======== INPUT

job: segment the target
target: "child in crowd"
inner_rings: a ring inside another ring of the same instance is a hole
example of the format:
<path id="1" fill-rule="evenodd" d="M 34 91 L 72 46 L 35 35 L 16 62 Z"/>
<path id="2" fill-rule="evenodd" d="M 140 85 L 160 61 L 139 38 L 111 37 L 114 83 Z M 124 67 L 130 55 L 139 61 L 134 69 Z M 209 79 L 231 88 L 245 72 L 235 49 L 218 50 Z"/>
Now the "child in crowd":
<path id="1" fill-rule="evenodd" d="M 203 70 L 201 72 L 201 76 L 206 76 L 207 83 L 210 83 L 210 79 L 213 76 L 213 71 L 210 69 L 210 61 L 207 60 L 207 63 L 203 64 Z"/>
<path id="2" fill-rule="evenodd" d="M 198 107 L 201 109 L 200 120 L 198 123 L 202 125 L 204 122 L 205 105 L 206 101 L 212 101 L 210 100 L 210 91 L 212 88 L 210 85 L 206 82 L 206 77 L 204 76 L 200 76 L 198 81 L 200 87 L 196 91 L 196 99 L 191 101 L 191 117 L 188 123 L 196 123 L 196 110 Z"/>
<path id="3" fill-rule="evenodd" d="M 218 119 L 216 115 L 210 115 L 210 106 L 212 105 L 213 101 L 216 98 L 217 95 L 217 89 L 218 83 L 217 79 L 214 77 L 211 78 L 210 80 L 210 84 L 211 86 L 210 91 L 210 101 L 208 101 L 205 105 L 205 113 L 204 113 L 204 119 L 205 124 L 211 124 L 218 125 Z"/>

================

> **REQUIREMENTS**: Reproduce the entries above, replacing every occurrence of "child in crowd" with "person in crowd" and leaving all other text unchanged.

> **EXERCISE ANSWER**:
job: segment the target
target: "person in crowd"
inner_rings: a ring inside another ring of the same instance is a hole
example of the format:
<path id="1" fill-rule="evenodd" d="M 34 91 L 72 46 L 35 35 L 16 62 Z"/>
<path id="2" fill-rule="evenodd" d="M 140 85 L 160 61 L 139 38 L 111 37 L 114 83 Z M 124 67 L 130 55 L 139 61 L 134 69 Z M 209 79 L 231 88 L 245 72 L 235 49 L 218 50 Z"/>
Now the "person in crowd":
<path id="1" fill-rule="evenodd" d="M 203 70 L 201 72 L 201 76 L 206 76 L 207 83 L 210 83 L 210 79 L 213 76 L 213 71 L 210 69 L 210 61 L 207 60 L 207 63 L 203 64 Z"/>
<path id="2" fill-rule="evenodd" d="M 198 107 L 201 109 L 200 120 L 198 123 L 202 125 L 204 122 L 205 105 L 206 101 L 212 101 L 210 100 L 210 91 L 212 88 L 210 85 L 206 82 L 206 77 L 204 76 L 200 76 L 198 81 L 200 87 L 196 91 L 196 99 L 191 101 L 191 117 L 188 123 L 196 123 L 196 110 Z"/>
<path id="3" fill-rule="evenodd" d="M 218 119 L 216 115 L 210 115 L 210 106 L 212 105 L 213 101 L 216 98 L 217 95 L 217 89 L 218 83 L 217 79 L 214 77 L 211 78 L 210 80 L 210 84 L 211 86 L 210 91 L 210 101 L 208 101 L 205 105 L 205 113 L 204 113 L 204 119 L 205 124 L 211 124 L 218 125 Z"/>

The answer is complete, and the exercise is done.